- **DIRECTION 1**
Output the rows below without any change, from the line containing "Practice step: find the white cloud" through the line containing "(1110, 753)", inclusive.

- **TEXT PROVIDED**
* begin *

Tuesday, February 3, 2009, marks the 50th Anniversary of The Day the Music Died, that is, for those of you…
- Too young to have grown up with Don McLean’s “American Pie”
- Too sober and reasonable to have ever been at a “normal person” bar with patrons drunkenly singing along to said song as an acoustic cover duo signals Last Call
- Blessed enough to have missed Madonna‘s atrocious cover of said song from its brief appearance on the charts a few years ago
…the day an airplane carrying Buddy Holly, Ritchie Valens, and The Big Bopper went down near Clear Lake, Iowa, killing the three early rockers and the plane’s pilot.
If the sentiments of McLean’s song and rock criticism are to be believed, this momentous event – together with Elvis Presley‘s induction in the U.S. Army, Jerry Lee Lewis‘ marriage to his 14-year-old cousin, and Little Richard‘s swearing off of rock ‘n roll in favor of The Lord – would set the stage for a few years of mostly wimpy rock ‘n roll and indirectly lead to John F. Kennedy’s assassination and England’s Profumo Affair, the latter a sexual scandal involving a politician that would provide a slap to the butt of the newborn Beatles, reawaken The Power and Glory of Rock, and many years after the fact introduce me to the cute-as-a-button screen presence of Bridget Fonda.
The small plane was supposed to have carried only Buddy Holly and two bandmates, including future country music icon Waylon Jennings, but Valens and JP Richardson (ie, Bopper) subtly pulled rank and took the Crickets’ seats. Bad move for the opening acts, but a boon of varying degrees for Gailard Sartain, Gilbert Melgar, Lou Diamond Phillips, and Stephen Lee, among other actors who’ve had the honor of portraying these artists in films, telemovies, and stage plays.

* end *

- **DIRECTION 2**
Return, word for word, the portion of the text about the Day the Music Died anniversary between "The small plane" and "and stage plays.", inclusive.

- **RECORD SET**

* begin *

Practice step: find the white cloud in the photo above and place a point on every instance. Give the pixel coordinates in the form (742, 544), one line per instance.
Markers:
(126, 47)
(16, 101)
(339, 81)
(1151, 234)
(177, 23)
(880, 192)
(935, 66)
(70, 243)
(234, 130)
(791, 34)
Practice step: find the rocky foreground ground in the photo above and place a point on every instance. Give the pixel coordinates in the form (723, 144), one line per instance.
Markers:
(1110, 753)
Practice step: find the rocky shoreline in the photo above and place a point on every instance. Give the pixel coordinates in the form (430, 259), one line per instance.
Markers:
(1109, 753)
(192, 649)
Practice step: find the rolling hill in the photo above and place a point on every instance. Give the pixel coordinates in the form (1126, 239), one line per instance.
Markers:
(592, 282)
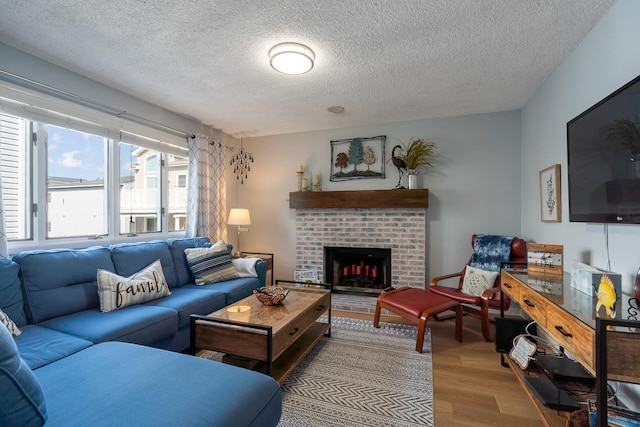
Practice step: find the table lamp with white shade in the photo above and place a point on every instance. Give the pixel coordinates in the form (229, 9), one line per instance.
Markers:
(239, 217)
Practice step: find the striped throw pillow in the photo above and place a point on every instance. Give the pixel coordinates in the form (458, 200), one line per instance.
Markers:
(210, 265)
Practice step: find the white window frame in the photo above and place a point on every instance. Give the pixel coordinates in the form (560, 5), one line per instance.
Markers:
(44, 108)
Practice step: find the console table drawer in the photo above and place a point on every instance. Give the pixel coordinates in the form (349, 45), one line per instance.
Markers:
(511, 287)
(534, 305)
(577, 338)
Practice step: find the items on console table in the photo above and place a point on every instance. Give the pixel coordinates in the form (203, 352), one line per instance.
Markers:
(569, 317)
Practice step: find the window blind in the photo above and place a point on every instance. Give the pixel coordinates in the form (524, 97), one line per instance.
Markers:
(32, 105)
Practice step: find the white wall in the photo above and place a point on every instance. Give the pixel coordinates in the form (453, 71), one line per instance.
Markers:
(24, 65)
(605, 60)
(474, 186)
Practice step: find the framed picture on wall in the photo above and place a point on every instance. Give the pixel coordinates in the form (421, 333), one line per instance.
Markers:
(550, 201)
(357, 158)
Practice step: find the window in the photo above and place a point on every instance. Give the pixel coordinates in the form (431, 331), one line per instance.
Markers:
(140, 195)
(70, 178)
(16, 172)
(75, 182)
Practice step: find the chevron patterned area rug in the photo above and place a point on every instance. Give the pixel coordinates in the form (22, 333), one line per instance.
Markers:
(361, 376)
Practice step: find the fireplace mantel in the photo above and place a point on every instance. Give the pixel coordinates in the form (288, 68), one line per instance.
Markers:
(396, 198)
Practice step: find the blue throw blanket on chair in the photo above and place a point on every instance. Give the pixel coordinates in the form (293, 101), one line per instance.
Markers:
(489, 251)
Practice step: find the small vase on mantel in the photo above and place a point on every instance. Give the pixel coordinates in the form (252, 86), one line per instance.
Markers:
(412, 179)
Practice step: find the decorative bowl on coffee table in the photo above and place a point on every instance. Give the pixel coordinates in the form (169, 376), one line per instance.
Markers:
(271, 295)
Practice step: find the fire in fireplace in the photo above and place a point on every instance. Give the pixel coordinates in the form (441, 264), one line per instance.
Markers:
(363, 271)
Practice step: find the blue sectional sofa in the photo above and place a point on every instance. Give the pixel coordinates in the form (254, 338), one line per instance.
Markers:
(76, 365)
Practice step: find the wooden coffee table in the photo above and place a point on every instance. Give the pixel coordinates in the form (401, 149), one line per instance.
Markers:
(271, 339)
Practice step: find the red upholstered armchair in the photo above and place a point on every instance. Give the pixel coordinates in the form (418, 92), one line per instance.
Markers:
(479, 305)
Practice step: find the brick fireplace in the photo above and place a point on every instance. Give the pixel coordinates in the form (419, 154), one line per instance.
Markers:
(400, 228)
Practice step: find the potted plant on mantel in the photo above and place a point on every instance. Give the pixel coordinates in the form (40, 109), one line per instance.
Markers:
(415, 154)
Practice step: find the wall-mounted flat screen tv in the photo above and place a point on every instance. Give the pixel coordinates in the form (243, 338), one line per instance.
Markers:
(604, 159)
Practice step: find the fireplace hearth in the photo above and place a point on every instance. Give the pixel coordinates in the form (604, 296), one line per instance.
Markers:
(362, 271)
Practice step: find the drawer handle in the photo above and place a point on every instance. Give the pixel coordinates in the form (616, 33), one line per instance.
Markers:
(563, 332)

* end *
* begin *

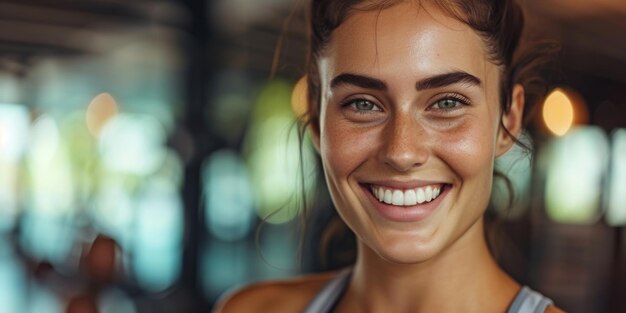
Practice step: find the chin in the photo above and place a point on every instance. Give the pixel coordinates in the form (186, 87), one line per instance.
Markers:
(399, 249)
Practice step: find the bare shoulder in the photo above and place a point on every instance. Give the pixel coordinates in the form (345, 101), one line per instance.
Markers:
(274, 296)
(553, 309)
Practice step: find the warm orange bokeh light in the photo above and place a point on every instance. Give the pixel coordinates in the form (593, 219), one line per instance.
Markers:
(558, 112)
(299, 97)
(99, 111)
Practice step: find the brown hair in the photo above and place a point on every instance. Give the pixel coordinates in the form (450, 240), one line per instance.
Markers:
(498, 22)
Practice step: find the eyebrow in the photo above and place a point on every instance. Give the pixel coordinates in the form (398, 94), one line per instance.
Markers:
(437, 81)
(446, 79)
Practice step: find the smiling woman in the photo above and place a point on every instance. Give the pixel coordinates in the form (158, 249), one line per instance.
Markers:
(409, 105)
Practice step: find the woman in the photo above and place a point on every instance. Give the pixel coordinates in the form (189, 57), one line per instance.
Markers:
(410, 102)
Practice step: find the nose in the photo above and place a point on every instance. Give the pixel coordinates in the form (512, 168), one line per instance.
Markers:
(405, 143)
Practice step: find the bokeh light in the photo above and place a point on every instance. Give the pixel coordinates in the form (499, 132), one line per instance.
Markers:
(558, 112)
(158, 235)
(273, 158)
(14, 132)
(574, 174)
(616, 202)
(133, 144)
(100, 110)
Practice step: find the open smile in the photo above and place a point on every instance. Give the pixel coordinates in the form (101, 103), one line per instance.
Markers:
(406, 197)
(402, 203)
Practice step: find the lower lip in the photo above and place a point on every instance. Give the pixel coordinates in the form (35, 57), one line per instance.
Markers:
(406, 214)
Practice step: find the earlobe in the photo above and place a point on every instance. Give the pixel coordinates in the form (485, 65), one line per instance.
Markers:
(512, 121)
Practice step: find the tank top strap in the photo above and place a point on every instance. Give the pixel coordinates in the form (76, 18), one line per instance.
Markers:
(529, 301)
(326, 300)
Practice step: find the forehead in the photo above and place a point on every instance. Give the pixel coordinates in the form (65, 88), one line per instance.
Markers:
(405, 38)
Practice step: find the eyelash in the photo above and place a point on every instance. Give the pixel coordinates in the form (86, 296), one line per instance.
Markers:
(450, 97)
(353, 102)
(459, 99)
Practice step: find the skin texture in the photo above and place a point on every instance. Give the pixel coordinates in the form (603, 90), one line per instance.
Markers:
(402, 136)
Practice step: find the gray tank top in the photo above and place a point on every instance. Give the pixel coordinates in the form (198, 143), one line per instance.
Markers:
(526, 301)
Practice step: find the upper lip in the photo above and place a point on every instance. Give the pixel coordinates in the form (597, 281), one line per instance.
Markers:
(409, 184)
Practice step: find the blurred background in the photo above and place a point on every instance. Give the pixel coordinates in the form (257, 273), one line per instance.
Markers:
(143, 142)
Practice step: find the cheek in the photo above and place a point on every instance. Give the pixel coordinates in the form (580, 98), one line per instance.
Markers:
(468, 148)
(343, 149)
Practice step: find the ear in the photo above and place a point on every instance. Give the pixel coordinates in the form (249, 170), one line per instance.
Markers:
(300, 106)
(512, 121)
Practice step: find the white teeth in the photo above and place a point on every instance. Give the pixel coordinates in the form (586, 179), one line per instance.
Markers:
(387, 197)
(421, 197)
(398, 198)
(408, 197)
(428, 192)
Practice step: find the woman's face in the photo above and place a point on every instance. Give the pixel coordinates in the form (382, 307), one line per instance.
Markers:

* end *

- **RIGHT ANSWER 1**
Practice step: find the white cloud in the photo above and place a point on every instance. Give the pixel coordinates in the form (742, 544), one line per instance.
Markers:
(126, 47)
(16, 101)
(339, 81)
(1151, 234)
(177, 23)
(880, 192)
(935, 66)
(70, 243)
(234, 130)
(791, 34)
Practice step: find the rocky foreground ground in the photo above and place a point on every instance. Give the pixel coordinates in the form (723, 144), one line per instance.
Markers:
(1110, 753)

- **RIGHT ANSWER 2**
The small plane was supposed to have carried only Buddy Holly and two bandmates, including future country music icon Waylon Jennings, but Valens and JP Richardson (ie, Bopper) subtly pulled rank and took the Crickets’ seats. Bad move for the opening acts, but a boon of varying degrees for Gailard Sartain, Gilbert Melgar, Lou Diamond Phillips, and Stephen Lee, among other actors who’ve had the honor of portraying these artists in films, telemovies, and stage plays.